>>>>

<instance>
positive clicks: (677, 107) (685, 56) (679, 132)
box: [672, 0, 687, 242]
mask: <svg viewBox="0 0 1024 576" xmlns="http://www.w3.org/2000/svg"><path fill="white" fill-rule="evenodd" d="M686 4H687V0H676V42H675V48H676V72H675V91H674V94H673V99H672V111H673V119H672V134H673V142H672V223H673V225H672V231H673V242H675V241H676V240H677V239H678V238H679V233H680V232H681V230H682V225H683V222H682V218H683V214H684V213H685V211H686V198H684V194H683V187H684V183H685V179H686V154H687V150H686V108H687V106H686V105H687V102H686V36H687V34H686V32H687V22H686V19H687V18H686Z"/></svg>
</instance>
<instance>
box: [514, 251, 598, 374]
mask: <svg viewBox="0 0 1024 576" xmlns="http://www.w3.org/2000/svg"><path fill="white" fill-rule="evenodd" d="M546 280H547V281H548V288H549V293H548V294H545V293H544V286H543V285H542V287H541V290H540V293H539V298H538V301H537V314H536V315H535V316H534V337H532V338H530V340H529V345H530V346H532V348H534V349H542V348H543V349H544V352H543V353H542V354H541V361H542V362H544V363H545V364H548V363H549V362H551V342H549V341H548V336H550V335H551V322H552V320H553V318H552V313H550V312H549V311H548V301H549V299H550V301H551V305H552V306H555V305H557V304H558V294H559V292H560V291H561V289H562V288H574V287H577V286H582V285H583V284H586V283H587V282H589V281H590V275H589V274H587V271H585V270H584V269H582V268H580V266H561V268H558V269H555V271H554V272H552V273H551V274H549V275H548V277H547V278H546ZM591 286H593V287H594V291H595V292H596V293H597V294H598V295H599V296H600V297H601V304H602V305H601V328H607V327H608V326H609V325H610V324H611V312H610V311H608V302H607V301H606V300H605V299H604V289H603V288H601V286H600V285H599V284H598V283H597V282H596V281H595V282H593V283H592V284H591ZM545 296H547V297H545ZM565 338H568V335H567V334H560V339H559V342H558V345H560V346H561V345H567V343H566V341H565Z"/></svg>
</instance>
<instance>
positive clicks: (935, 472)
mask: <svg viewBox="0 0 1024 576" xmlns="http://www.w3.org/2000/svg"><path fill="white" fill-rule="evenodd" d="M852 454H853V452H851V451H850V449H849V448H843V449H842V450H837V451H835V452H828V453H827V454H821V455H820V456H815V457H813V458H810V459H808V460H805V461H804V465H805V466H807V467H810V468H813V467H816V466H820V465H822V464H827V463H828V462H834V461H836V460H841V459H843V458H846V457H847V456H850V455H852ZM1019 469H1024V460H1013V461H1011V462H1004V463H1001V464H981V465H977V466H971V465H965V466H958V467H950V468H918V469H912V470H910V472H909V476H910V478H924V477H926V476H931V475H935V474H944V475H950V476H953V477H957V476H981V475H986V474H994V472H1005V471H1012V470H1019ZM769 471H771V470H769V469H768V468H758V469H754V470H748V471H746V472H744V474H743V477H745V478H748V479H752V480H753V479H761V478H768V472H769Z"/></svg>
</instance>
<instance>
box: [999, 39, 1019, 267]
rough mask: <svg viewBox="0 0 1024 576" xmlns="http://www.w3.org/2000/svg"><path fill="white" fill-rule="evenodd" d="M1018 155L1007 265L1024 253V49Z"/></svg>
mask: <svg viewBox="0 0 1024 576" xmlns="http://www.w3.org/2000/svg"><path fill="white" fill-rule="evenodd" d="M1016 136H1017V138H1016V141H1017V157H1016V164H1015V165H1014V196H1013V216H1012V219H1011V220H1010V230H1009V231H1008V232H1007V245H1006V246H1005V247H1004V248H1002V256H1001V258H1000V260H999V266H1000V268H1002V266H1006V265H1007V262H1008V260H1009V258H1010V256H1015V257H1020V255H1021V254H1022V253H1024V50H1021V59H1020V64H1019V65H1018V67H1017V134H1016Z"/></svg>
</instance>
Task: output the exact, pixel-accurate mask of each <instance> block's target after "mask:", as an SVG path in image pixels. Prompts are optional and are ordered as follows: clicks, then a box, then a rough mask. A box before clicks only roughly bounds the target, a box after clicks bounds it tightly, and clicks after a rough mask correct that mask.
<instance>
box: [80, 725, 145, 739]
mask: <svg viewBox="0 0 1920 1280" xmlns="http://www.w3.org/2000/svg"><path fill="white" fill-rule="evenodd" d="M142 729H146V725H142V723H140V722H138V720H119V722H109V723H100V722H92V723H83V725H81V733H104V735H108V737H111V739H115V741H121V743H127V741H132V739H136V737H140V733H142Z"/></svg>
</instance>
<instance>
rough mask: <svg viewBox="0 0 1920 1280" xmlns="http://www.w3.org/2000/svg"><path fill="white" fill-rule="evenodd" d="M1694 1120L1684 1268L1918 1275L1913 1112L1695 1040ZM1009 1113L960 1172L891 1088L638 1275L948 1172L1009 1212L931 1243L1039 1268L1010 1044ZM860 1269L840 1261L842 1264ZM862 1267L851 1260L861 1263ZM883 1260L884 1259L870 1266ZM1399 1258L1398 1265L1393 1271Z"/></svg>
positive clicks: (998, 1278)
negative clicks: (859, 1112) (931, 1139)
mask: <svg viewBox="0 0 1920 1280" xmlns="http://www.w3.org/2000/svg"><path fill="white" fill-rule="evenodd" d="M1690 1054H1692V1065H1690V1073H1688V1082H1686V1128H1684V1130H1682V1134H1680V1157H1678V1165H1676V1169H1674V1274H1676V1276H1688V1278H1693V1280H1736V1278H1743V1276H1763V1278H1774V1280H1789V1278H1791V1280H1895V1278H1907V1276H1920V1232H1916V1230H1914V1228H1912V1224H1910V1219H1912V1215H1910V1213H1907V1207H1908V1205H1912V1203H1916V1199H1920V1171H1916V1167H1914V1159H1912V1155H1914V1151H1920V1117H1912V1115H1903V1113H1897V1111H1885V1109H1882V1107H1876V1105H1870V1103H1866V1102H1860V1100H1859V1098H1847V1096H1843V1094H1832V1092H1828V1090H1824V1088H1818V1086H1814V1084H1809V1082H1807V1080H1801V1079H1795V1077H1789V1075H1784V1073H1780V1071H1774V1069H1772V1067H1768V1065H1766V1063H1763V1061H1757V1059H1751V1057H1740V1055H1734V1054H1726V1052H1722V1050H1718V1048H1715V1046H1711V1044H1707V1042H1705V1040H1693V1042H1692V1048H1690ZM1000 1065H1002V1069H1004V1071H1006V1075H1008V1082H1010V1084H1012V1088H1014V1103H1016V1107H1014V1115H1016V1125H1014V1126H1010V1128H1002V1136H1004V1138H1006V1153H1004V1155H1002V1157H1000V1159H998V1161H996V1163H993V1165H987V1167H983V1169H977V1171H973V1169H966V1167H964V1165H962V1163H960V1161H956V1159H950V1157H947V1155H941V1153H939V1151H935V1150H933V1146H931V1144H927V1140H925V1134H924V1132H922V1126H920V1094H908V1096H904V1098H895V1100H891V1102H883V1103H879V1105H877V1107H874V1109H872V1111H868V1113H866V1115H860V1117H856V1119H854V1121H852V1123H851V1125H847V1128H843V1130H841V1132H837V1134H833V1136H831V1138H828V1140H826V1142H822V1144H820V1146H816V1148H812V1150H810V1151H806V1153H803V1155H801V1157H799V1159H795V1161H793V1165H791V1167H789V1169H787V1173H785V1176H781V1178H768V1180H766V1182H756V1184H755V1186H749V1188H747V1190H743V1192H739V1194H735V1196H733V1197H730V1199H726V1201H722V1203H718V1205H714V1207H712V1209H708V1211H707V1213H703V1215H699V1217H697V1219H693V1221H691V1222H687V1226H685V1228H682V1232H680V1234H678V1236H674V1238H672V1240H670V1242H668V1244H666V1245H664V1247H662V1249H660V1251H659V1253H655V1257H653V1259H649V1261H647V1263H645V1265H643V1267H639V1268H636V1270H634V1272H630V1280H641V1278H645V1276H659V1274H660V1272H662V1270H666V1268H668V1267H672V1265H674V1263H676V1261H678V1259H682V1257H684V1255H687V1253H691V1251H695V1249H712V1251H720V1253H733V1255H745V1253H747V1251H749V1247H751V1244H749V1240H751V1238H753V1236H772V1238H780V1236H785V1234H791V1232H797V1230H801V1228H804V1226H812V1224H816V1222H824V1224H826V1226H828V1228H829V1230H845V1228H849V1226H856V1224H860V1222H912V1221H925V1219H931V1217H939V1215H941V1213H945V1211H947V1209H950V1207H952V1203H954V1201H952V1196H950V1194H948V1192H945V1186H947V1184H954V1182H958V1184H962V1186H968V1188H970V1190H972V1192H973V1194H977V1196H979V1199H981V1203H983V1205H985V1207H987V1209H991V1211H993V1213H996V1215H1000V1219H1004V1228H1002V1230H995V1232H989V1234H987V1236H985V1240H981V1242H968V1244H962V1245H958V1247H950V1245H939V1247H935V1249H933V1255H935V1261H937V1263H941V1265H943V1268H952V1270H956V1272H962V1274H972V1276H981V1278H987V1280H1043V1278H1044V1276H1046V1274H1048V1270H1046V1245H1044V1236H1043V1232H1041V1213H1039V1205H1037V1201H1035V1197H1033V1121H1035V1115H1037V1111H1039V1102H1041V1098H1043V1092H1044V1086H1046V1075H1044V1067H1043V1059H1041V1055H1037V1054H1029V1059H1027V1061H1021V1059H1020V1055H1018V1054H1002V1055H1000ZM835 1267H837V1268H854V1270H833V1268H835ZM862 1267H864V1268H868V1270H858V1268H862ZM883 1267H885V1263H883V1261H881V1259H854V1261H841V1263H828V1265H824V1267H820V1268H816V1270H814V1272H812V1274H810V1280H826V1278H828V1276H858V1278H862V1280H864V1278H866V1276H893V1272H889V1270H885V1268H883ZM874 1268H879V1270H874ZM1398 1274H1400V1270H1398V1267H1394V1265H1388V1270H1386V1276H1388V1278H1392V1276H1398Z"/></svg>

<<<<

> **Goal of the exercise**
Please reproduce the listing from its first line up to and including the line with "box: [672, 0, 687, 242]", swapping "positive clicks" for "foreground clicks" and leaving everything else unchanged. Return only those lines.

> **Result**
<instance>
foreground clicks: (677, 107) (685, 56) (679, 132)
box: [672, 0, 687, 242]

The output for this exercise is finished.